◆ REQUIREMENTS ◆
Pull out the lines below without any change, starting at the line that contains "Pinpoint small white bowl here." and stopping after the line that contains "xmin=225 ymin=220 xmax=255 ymax=260". Leave the pictures out of your answer.

◆ RECORD LIST ◆

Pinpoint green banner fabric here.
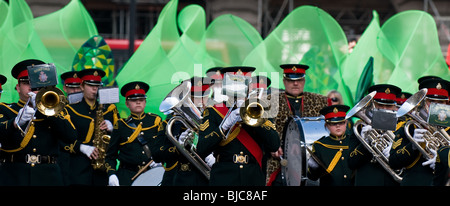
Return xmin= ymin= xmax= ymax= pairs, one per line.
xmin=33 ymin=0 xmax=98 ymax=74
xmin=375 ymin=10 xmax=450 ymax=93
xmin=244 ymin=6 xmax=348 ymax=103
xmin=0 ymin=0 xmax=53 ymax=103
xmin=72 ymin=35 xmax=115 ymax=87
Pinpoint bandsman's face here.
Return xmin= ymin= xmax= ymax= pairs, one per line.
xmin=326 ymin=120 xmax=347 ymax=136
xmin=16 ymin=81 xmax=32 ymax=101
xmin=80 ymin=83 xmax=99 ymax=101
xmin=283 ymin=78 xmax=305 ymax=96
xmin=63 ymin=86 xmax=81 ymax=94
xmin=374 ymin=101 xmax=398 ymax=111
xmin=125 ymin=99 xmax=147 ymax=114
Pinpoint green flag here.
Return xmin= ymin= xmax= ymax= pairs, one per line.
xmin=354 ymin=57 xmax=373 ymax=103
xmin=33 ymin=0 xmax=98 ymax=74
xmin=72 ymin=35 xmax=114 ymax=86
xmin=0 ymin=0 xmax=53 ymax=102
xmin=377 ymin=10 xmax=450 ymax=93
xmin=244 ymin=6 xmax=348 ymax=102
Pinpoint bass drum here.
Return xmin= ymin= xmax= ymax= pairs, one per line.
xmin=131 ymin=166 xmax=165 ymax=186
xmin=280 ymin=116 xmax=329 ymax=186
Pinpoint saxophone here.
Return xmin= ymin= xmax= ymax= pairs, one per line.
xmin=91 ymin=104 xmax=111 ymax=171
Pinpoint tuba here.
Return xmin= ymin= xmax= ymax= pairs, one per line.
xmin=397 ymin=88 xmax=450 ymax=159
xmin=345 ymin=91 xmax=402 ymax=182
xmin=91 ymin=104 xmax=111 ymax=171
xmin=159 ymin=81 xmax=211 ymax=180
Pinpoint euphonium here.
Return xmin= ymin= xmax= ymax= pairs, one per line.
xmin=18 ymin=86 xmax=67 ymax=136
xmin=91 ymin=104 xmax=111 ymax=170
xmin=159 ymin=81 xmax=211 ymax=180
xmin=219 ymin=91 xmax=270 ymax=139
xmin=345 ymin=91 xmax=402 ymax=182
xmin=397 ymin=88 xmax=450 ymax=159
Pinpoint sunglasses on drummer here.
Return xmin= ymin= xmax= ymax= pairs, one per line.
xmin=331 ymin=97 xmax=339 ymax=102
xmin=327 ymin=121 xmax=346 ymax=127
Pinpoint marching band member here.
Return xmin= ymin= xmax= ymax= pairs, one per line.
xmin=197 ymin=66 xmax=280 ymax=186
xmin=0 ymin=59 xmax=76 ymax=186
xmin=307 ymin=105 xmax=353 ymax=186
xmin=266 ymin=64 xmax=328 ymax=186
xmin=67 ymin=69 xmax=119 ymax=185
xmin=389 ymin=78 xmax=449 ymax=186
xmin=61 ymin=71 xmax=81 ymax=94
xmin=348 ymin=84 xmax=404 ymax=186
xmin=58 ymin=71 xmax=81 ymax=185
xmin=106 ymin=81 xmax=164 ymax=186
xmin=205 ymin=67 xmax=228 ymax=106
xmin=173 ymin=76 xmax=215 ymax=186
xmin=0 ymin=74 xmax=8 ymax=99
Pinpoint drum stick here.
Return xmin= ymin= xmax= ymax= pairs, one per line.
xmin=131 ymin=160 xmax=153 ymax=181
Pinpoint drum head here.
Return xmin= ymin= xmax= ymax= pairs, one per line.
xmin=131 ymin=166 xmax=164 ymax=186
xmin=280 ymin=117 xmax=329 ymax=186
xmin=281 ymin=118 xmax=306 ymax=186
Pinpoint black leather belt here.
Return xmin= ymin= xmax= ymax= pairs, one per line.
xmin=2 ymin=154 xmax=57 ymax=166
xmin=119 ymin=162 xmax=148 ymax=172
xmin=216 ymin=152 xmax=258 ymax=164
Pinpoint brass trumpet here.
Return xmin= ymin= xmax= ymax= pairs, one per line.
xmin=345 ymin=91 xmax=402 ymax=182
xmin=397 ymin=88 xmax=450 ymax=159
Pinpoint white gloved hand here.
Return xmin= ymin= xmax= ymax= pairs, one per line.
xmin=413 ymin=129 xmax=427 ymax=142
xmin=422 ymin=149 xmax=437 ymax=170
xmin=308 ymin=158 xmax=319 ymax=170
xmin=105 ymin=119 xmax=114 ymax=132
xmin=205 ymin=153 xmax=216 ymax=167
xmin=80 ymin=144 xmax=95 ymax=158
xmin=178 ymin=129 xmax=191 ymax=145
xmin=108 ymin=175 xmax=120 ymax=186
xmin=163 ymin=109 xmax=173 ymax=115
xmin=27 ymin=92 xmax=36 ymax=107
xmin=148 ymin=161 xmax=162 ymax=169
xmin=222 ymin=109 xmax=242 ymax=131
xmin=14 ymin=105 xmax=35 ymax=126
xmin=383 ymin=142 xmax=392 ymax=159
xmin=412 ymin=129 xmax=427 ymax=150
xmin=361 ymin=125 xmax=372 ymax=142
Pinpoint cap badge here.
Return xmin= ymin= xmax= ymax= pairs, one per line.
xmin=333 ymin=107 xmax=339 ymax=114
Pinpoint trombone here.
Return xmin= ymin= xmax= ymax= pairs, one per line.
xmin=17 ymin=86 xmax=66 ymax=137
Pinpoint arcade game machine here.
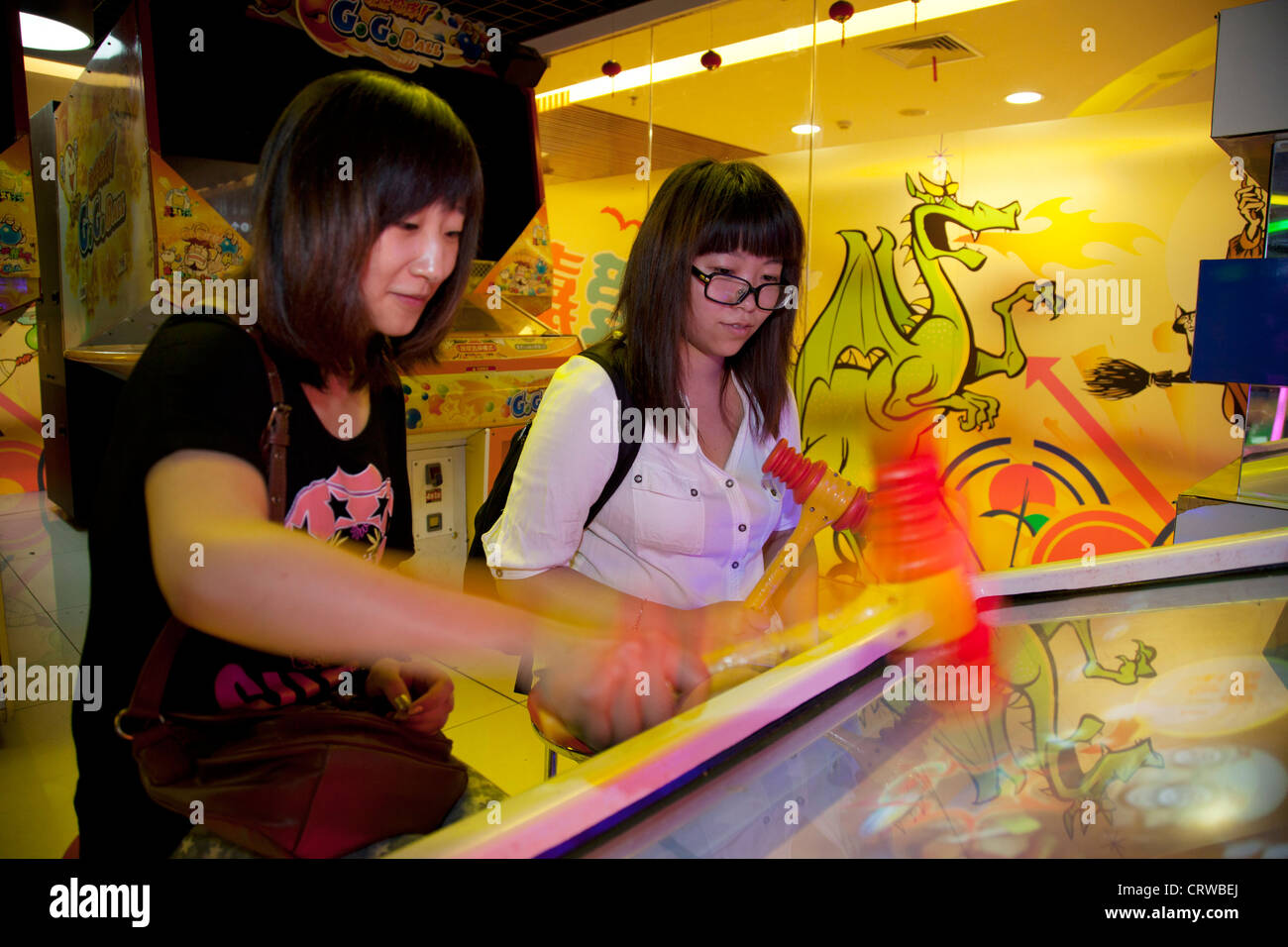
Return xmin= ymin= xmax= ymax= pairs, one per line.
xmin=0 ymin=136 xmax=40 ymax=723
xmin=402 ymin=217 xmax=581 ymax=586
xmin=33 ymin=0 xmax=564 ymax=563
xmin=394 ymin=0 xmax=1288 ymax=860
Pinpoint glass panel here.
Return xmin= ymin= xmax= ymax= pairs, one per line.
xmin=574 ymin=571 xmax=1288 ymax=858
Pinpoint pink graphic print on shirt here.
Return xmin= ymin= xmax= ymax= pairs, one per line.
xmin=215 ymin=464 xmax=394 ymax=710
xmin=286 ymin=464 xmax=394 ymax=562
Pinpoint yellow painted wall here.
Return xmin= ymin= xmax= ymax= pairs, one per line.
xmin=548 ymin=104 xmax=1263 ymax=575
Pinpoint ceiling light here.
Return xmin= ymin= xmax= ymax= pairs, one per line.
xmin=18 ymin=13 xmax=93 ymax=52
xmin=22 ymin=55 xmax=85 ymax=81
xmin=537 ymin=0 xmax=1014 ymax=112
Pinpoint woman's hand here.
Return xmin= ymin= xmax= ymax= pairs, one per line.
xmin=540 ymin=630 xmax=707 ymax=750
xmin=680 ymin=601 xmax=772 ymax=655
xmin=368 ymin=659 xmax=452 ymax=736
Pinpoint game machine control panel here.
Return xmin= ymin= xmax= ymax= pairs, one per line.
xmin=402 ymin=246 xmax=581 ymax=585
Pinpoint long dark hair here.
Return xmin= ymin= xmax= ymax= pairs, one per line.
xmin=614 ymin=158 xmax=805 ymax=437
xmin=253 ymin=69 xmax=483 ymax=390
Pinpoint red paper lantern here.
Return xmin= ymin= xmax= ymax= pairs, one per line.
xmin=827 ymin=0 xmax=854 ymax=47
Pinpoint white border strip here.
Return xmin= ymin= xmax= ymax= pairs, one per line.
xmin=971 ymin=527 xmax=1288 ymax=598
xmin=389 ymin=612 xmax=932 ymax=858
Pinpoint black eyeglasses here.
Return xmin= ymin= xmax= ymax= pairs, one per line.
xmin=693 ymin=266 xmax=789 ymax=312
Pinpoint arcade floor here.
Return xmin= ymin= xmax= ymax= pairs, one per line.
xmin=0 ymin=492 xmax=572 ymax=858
* * *
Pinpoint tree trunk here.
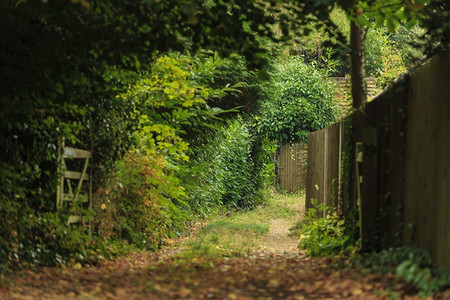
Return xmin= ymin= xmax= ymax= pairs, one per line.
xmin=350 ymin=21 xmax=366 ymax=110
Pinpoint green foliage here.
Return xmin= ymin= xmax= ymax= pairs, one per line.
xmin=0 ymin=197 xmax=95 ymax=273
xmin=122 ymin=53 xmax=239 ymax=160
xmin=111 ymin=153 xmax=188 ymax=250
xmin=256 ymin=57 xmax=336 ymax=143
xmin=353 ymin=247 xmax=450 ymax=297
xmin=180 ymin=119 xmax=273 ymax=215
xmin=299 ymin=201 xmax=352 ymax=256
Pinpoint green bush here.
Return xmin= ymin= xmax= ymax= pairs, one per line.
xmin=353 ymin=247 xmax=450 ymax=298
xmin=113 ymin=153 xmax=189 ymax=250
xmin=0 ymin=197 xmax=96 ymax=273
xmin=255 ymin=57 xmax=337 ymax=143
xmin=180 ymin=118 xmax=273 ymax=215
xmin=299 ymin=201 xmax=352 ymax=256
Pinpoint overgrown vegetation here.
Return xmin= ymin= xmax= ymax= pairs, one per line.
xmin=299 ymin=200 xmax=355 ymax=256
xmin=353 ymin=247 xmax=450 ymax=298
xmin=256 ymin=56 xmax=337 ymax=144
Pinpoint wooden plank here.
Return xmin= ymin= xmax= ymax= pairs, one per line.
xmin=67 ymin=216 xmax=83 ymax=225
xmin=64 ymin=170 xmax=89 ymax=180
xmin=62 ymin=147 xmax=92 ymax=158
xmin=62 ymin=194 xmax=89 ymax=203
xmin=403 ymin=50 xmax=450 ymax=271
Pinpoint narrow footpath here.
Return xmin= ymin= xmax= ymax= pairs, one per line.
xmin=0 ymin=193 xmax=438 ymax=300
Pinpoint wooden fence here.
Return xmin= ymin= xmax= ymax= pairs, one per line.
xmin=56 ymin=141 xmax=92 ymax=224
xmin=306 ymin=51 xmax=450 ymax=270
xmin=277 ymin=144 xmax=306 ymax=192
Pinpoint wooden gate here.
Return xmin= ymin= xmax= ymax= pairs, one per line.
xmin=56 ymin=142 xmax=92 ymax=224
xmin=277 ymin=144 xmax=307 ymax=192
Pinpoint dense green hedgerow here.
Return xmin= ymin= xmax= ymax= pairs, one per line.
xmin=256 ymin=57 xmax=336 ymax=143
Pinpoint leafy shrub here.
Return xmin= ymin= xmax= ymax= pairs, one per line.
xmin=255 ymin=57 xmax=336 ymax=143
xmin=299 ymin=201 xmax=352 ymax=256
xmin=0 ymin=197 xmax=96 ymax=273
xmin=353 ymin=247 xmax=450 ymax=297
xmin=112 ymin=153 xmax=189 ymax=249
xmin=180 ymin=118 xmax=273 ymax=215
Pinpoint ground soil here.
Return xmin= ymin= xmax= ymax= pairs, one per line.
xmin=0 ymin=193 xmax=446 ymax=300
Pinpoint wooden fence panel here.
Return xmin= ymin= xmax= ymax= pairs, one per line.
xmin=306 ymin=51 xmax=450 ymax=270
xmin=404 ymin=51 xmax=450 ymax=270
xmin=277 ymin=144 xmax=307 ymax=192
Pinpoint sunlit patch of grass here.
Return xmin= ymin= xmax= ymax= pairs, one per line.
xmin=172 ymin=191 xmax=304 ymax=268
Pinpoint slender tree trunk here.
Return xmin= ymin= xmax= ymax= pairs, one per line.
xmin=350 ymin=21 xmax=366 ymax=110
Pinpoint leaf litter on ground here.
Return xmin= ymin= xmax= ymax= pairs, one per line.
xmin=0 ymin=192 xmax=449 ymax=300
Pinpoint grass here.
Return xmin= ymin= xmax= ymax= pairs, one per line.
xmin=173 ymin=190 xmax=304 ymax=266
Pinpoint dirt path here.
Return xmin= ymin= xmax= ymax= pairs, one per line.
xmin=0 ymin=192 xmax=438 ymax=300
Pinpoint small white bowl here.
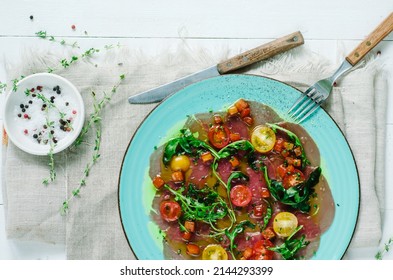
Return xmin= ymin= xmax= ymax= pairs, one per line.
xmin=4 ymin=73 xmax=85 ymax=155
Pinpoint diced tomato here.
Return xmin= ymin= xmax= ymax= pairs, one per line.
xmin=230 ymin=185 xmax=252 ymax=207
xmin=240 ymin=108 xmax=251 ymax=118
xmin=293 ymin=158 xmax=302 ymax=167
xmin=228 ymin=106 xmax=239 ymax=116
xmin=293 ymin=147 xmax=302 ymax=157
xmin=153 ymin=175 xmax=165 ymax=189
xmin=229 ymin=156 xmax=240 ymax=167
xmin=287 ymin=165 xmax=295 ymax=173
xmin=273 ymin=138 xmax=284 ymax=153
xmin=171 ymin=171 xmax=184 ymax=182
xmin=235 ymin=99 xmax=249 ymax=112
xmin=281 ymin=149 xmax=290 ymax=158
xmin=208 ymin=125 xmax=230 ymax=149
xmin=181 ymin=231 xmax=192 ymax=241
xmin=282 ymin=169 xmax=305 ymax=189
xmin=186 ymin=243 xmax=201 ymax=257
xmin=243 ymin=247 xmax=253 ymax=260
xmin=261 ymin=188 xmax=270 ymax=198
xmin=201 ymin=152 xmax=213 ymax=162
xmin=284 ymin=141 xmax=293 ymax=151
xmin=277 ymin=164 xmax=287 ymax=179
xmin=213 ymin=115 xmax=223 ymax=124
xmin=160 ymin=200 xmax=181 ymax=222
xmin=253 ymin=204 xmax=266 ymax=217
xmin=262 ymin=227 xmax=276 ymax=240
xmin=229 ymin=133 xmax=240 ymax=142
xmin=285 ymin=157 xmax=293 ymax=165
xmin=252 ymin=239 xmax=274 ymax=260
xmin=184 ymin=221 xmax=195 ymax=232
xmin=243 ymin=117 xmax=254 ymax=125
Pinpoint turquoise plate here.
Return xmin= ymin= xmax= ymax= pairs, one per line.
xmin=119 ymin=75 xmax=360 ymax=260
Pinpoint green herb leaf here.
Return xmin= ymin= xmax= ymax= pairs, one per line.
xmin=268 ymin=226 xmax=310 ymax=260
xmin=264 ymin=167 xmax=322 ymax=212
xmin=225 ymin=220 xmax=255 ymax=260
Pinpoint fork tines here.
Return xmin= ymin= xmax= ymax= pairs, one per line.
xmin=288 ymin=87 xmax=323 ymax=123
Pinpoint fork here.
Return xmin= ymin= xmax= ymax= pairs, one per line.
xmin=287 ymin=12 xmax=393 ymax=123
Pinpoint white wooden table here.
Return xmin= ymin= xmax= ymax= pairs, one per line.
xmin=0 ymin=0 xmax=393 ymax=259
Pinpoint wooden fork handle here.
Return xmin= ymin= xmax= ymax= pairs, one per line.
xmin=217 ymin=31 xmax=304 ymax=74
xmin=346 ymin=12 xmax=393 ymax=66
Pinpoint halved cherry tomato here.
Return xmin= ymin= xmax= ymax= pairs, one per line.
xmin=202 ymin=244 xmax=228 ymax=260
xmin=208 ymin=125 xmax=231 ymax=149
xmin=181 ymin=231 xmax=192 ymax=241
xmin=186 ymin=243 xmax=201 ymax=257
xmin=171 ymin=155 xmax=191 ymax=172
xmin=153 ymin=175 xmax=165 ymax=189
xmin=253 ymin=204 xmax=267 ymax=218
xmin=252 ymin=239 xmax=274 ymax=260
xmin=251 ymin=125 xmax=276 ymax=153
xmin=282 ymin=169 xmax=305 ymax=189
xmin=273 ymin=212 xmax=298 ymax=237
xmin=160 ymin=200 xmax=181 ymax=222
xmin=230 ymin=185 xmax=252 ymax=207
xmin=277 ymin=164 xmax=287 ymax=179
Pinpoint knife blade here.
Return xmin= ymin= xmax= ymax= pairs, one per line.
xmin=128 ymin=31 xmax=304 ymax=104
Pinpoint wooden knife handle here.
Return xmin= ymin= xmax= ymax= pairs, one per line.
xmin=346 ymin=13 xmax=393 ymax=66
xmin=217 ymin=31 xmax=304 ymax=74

◆ SOLVED PROBLEM ◆
Pinpoint small white bowl here.
Return xmin= ymin= xmax= ymax= pairs, one per line.
xmin=4 ymin=73 xmax=85 ymax=155
Pinpoint diced tomato here.
Return xmin= ymin= xmax= ymax= pairs, one per line.
xmin=230 ymin=185 xmax=252 ymax=207
xmin=240 ymin=108 xmax=251 ymax=118
xmin=293 ymin=158 xmax=302 ymax=167
xmin=228 ymin=106 xmax=239 ymax=116
xmin=293 ymin=147 xmax=302 ymax=157
xmin=153 ymin=175 xmax=165 ymax=189
xmin=229 ymin=156 xmax=240 ymax=167
xmin=287 ymin=165 xmax=295 ymax=173
xmin=273 ymin=138 xmax=284 ymax=153
xmin=171 ymin=171 xmax=184 ymax=182
xmin=235 ymin=99 xmax=249 ymax=112
xmin=281 ymin=149 xmax=290 ymax=158
xmin=208 ymin=125 xmax=230 ymax=149
xmin=181 ymin=231 xmax=192 ymax=241
xmin=282 ymin=169 xmax=305 ymax=189
xmin=186 ymin=243 xmax=201 ymax=257
xmin=243 ymin=247 xmax=253 ymax=260
xmin=261 ymin=188 xmax=270 ymax=198
xmin=201 ymin=152 xmax=213 ymax=162
xmin=284 ymin=141 xmax=293 ymax=151
xmin=277 ymin=164 xmax=287 ymax=179
xmin=213 ymin=115 xmax=223 ymax=124
xmin=160 ymin=200 xmax=181 ymax=222
xmin=253 ymin=204 xmax=266 ymax=217
xmin=262 ymin=227 xmax=276 ymax=240
xmin=229 ymin=133 xmax=240 ymax=142
xmin=285 ymin=157 xmax=293 ymax=165
xmin=252 ymin=239 xmax=274 ymax=260
xmin=184 ymin=221 xmax=195 ymax=232
xmin=243 ymin=117 xmax=254 ymax=125
Pinpoint turquoise plate here.
Return xmin= ymin= xmax= ymax= pairs, one per line.
xmin=119 ymin=75 xmax=360 ymax=260
Pinpoint green herb leaf here.
Return xmin= ymin= xmax= ymax= pairs, one per line.
xmin=268 ymin=226 xmax=310 ymax=260
xmin=264 ymin=167 xmax=322 ymax=212
xmin=225 ymin=220 xmax=255 ymax=260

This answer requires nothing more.